JOB
Please copy the data below word for word, starting at the line that contains "Given the image above, enumerate every upper" and ending with the last line of the data.

** BEGIN INPUT ROWS **

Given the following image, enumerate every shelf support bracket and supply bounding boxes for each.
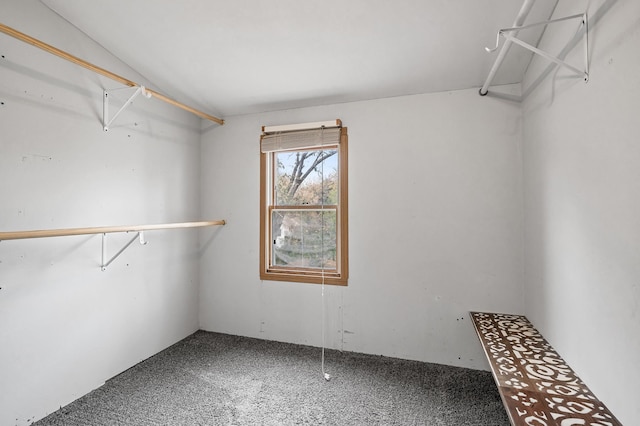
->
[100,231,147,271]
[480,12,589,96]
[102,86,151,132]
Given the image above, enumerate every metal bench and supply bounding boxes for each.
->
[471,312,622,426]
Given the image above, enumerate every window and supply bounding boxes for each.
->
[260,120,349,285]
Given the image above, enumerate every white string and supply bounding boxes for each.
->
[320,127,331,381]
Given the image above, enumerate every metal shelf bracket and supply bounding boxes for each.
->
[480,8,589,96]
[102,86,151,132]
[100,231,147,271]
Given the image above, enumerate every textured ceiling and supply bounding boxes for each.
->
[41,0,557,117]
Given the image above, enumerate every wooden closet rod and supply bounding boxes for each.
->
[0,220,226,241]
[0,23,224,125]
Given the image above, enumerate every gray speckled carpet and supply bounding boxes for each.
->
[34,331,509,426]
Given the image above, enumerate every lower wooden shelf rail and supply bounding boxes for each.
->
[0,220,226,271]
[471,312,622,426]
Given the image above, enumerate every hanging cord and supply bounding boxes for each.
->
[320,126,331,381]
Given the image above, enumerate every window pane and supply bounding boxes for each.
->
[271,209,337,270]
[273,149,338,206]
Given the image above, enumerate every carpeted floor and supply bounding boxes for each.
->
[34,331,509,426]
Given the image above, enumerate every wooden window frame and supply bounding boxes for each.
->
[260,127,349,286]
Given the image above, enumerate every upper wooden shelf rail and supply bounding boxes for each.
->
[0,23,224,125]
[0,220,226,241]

** END INPUT ROWS **

SOLUTION TO THE EXERCISE
Given the image above, enumerate every upper wooden shelf rail and supply bounding boxes for each.
->
[0,23,224,125]
[0,220,226,241]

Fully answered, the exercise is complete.